### Given instruction
Rewrite all of the records below, replacing "in this photo" with "in this image" and leaving everything else as it is. Omit the pictures from your answer.

>> begin Material for this task

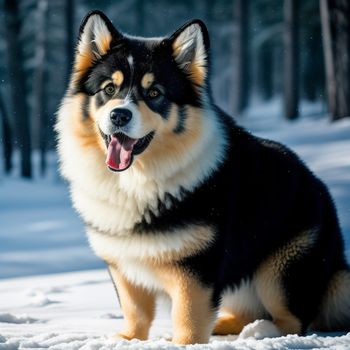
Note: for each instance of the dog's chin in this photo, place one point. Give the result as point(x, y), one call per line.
point(121, 149)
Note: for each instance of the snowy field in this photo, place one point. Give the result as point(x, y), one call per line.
point(40, 234)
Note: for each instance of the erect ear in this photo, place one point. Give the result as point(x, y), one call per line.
point(190, 45)
point(96, 36)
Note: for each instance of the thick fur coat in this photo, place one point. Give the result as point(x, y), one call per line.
point(179, 200)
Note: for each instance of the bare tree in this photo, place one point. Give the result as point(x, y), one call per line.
point(39, 88)
point(335, 19)
point(241, 93)
point(291, 64)
point(70, 16)
point(6, 136)
point(19, 106)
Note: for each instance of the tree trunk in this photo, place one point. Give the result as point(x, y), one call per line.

>> end Material for this task

### Task result
Note: for each instance of the dog's chin in this image, place one point. Give the result as point(x, y), one call per line.
point(121, 149)
Note: for each instance of the snowy field in this image, place one point. Give the result as point(x, y), one call per line.
point(40, 234)
Note: for each instance of the erect ear in this image, place one point. Give the result as point(x, y), one call per line.
point(190, 45)
point(96, 36)
Note: for each instance of the thick fur coat in this image, place one point. Give the result as point(x, y), one call per line.
point(179, 200)
Note: for each instance of the bare tree in this image, place one point. Give the result as point(x, y), one call per line.
point(39, 88)
point(335, 19)
point(241, 93)
point(291, 64)
point(70, 16)
point(6, 136)
point(19, 106)
Note: for each instance of the tree trunk in this image, place one point. Give the result as point(x, y), one call per line.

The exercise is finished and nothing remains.